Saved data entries
Content starts

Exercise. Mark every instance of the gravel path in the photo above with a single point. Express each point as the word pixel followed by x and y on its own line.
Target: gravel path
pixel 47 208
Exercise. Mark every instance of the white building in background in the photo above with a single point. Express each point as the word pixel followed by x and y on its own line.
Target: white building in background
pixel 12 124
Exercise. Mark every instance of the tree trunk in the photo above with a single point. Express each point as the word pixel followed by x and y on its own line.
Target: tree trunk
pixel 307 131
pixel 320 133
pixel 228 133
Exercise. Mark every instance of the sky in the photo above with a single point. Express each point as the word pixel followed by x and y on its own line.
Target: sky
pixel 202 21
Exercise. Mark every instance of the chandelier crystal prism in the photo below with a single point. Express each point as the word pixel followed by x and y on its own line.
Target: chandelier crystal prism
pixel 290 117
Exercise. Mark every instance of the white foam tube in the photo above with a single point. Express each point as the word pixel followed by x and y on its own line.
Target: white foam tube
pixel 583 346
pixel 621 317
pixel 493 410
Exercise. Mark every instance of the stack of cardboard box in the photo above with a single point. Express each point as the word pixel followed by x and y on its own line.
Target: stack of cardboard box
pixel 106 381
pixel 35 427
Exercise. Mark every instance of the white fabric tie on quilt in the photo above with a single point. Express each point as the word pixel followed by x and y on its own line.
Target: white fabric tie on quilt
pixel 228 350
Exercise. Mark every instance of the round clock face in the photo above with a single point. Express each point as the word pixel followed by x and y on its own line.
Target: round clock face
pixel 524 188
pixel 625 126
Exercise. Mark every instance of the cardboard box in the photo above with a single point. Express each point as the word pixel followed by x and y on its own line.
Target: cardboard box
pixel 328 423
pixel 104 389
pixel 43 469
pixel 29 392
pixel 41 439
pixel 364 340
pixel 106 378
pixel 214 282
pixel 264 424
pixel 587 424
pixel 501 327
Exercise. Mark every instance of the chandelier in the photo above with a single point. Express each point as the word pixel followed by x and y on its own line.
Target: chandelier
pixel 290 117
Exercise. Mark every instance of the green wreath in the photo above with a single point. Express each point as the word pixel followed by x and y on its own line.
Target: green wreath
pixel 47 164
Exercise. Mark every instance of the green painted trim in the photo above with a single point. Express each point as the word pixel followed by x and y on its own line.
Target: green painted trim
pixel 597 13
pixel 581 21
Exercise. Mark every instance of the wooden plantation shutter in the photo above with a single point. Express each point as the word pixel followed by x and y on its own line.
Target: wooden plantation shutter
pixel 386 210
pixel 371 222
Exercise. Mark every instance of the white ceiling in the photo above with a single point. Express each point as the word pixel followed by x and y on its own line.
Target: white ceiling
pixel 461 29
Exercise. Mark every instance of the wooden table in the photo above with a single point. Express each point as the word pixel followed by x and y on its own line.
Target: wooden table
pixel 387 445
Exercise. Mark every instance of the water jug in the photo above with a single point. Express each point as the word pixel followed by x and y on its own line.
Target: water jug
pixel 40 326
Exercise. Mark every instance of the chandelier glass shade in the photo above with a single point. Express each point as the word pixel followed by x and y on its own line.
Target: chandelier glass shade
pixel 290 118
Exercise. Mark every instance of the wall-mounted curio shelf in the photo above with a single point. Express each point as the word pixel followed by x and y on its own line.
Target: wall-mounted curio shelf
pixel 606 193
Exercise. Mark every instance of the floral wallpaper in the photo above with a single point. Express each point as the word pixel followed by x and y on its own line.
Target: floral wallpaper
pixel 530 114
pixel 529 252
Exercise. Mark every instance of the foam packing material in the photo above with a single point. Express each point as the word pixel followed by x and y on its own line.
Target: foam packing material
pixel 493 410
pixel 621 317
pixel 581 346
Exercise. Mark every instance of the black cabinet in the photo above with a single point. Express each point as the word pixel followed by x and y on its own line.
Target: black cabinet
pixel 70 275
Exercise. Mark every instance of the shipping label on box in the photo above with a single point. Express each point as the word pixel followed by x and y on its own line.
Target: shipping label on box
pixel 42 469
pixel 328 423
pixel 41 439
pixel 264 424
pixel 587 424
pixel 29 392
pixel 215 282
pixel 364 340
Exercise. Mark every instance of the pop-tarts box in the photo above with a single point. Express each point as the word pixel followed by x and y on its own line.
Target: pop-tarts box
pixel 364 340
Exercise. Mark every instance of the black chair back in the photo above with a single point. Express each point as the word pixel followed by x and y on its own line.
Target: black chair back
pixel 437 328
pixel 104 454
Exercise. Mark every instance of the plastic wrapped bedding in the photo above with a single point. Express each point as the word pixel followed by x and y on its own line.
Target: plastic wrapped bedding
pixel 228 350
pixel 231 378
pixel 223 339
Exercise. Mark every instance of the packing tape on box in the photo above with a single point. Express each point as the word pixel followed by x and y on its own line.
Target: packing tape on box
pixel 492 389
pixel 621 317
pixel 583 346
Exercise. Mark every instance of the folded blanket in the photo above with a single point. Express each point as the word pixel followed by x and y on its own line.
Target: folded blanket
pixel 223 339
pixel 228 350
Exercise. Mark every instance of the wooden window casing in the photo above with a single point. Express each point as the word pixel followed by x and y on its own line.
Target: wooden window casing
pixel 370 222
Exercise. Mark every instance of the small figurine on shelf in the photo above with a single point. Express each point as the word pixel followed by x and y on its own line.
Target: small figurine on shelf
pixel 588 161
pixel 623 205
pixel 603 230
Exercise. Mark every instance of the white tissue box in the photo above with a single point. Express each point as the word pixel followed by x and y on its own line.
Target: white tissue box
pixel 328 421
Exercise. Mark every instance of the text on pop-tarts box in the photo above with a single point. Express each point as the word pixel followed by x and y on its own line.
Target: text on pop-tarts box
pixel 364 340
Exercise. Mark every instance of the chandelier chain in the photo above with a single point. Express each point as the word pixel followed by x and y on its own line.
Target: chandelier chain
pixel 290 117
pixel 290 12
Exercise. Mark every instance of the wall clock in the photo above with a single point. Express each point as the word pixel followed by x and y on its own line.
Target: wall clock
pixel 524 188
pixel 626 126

Content ends

_Work task_:
In full and without deviation, reproduce the entries above.

_The completed task_:
Exercise. Mark every instance of the gravel path in the photo above with a single point. Express each point as the word pixel followed by x and y on its own line.
Target: gravel path
pixel 47 208
Exercise. Mark every instance of the white building in background in the photo above with a single point. Express each point as the word pixel followed by x and y on its own line.
Target: white building in background
pixel 12 124
Exercise. Mark every instance of the tree trunk in the photo above with a single point. Express each point as the word pixel followed by x and y on its own line.
Target: tree trunk
pixel 307 131
pixel 320 133
pixel 228 133
Exercise. Mark every instance of the sky in the photo above with a single point. Express each point as the word pixel followed by x and y on its own line.
Target: sky
pixel 202 21
Exercise. Mark every instance of the chandelier crystal prism in the photo below with a single point. Express each point as the word pixel followed by x and y on its own line.
Target: chandelier crystal prism
pixel 290 117
Exercise. Mark every instance of the white foam tube in the photo above with a single point. Express each point as the word pixel followed by x and y on its own line.
Target: white foam tube
pixel 583 346
pixel 621 317
pixel 493 410
Exercise. Mark every instance of the stack of cardboard box in the photo above with a single point. Express each point as the word pixel followed by x and y on its own line.
Target: stack of cardboard box
pixel 106 381
pixel 35 427
Exercise. Mark every instance of the white fabric tie on quilt in the photo above with a single point. Express each point as the word pixel followed by x and y on its own line.
Target: white fabric tie on quilt
pixel 228 350
Exercise. Mark every instance of the round clock face in the photo above with a single point. Express each point as the word pixel followed by x and y on its own line.
Target: round clock face
pixel 524 188
pixel 625 126
Exercise. Mark every instance of the cardboard box in the photo above with a single point. Express each point as the word pixel followed by x and y on its own line.
Target: cardboard box
pixel 328 423
pixel 104 389
pixel 43 469
pixel 29 392
pixel 41 439
pixel 364 340
pixel 106 378
pixel 214 282
pixel 264 424
pixel 587 424
pixel 501 327
Exercise. Mark every instance of the chandelier in the photo above with a single point. Express each point as the word pixel followed by x and y on its own line.
Target: chandelier
pixel 290 117
Exercise. Mark every instance of the green wreath in the photo above with a single point. Express each point as the word pixel followed by x and y on its own line.
Target: green wreath
pixel 47 164
Exercise. Mark every instance of the green painted trim in the photo above with a single point. Express each point as the word pixel followed by x and y on its own line.
Target: green painted trim
pixel 597 13
pixel 581 21
Exercise. Mark every instance of the wooden plantation shutter in the photo above with a single point. Express each point as the word pixel followed by x and y on its own line.
Target: wooden plantation shutter
pixel 386 210
pixel 371 222
Exercise. Mark every instance of the white ceiling in the photo above with a single point. Express each point as the word pixel followed by x and y on its own line.
Target: white ceiling
pixel 461 29
Exercise. Mark every instance of the wooden table in the photo above with a single point. Express each point as the word pixel followed by x and y on its own line.
Target: wooden table
pixel 387 445
Exercise. Mark every instance of the water jug in the photo above with a single point. Express each point as the word pixel followed by x and y on its own line.
Target: water jug
pixel 40 326
Exercise. Mark every instance of the chandelier glass shade in the photo above with a single point. Express each point as the word pixel followed by x and y on its own line.
Target: chandelier glass shade
pixel 290 118
Exercise. Mark every instance of the wall-mounted curio shelf in the photo above with a single point. Express each point as the word pixel followed by x and y on its own line.
Target: wall-mounted curio shelf
pixel 606 193
Exercise. Mark every instance of the floral wallpaper in the photo above with a single point. Express each point as the word pixel followed by x and y on its own line.
Target: floral wallpaper
pixel 530 114
pixel 529 252
Exercise. Mark every instance of the foam packing material in the photo above with a single point. Express each point as the word pixel followed by x and y on its own line.
Target: foam packing material
pixel 493 410
pixel 621 317
pixel 581 346
Exercise. Mark every instance of the black cabinet in the photo above with a single point. Express each point as the word pixel followed by x and y on its own line.
Target: black cabinet
pixel 70 275
Exercise. Mark every instance of the shipping label on box in the photo above with a single point. Express each point as the word pixel followed by x and y on its own line.
Target: shipping label on box
pixel 42 469
pixel 328 423
pixel 41 439
pixel 264 424
pixel 587 424
pixel 29 392
pixel 215 282
pixel 364 340
Exercise. Mark every instance of the pop-tarts box in the photo above with a single point. Express each point as the word pixel followed by x and y on its own line.
Target: pop-tarts box
pixel 364 340
Exercise. Mark every instance of the black chair back in the photo above with a single point. Express each point as the word pixel followed by x and y on its own line.
Target: black chair back
pixel 437 328
pixel 104 454
Exercise. Mark every instance of the plastic wrapped bedding in the photo above with a single point. Express each point as the word pixel followed by x and y on its own line.
Target: plastic wrapped bedding
pixel 228 350
pixel 231 378
pixel 223 339
Exercise. Mark every instance of the packing tape on box in the photo above with a single point. Express each point as the word pixel followed by x and y on its own line.
Target: packing tape on box
pixel 492 389
pixel 621 317
pixel 583 346
Exercise. Mark every instance of the folded blanket in the photo above with a single point. Express each point as the word pixel followed by x and y on its own line.
Target: folded blanket
pixel 223 339
pixel 228 350
Exercise. Mark every instance of the wooden window casing in the photo above with a single point. Express each point as the word pixel followed by x and y on its own line.
Target: wooden window casing
pixel 370 222
Exercise. Mark every instance of the small figurine on shelf in the photo above with a single point. Express each point as the word pixel followed by x and y on its own line.
Target: small figurine on shelf
pixel 588 161
pixel 623 205
pixel 603 230
Exercise. Mark every instance of the white tissue box in the photo above with a single point. Express each point as the word pixel followed by x and y on its own line.
Target: white tissue box
pixel 328 421
Exercise. Mark every instance of the text on pop-tarts box in the photo above with a single point. Express each point as the word pixel followed by x and y on its own line.
Target: text on pop-tarts box
pixel 364 340
Exercise. Mark every instance of the chandelier chain in the photo above with a single point. Express each point as the word pixel followed by x and y on its own line.
Target: chandelier chain
pixel 290 117
pixel 290 12
Exercise. Mark every instance of the wall clock in the photo above with a single point. Express each point as the word pixel followed by x and y on its own line.
Target: wall clock
pixel 524 188
pixel 626 126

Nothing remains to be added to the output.